Work instruction:
Could you set down, word for word, the whole passage below on how male executives are reacting as women reach the senior executive suite?

━━━ Study text ━━━

Women are finally beginning to enter that previously male preserve, the senior executive suite, and a good thing, too. How do men – and women – adapt to this situation? Regrettably, there is little discussion of this topic.
There should be because some unforeseen consequences are becoming apparent as the skirts join the suits in the upper echelons of business.
The behaviour of some men is changing. They are becoming defensive, and evasive.
As a result, they are adopting some American practices that seem bizarre until they are put into the context of that big corporate growth area – the sexual harassment suit.
We should be seeing gender sensitivity. We see gender correctness instead.
For example, ‘correct’ behaviour for the executive male is to wait for the next lift when he sees that the lift he was about to enter is occupied by a lone woman.
Going into a lift with a single woman occupant could be injudicious. If the woman complains something improper happened, considerable reputational damage may ensue, even if the charge is baseless.

━━━ Data provided ━━━

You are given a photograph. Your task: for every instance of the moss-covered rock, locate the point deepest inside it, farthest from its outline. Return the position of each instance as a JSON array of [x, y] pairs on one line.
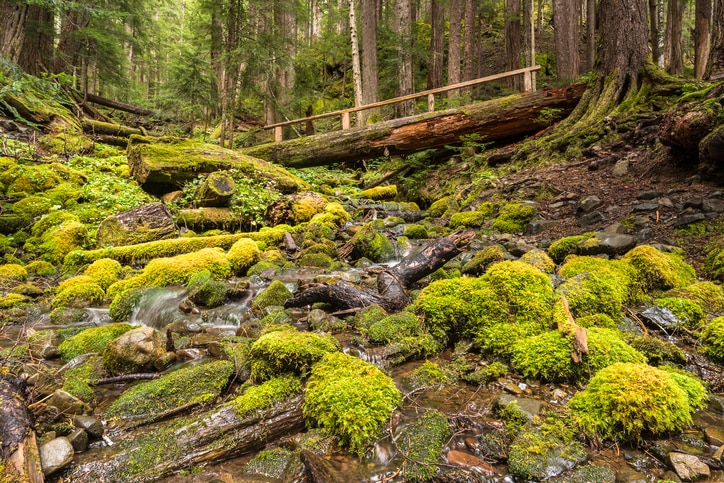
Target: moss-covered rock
[[712, 339], [656, 270], [350, 398], [197, 384], [90, 340], [242, 255], [274, 295], [288, 351], [513, 217], [624, 400]]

━━━

Response for this exercise:
Women are finally beginning to enter that previously male preserve, the senior executive suite, and a good thing, too. How do men – and women – adapt to this situation? Regrettably, there is little discussion of this topic.
There should be because some unforeseen consequences are becoming apparent as the skirts join the suits in the upper echelons of business.
The behaviour of some men is changing. They are becoming defensive, and evasive.
As a result, they are adopting some American practices that seem bizarre until they are put into the context of that big corporate growth area – the sexual harassment suit.
We should be seeing gender sensitivity. We see gender correctness instead.
For example, ‘correct’ behaviour for the executive male is to wait for the next lift when he sees that the lift he was about to enter is occupied by a lone woman.
Going into a lift with a single woman occupant could be injudicious. If the woman complains something improper happened, considerable reputational damage may ensue, even if the charge is baseless.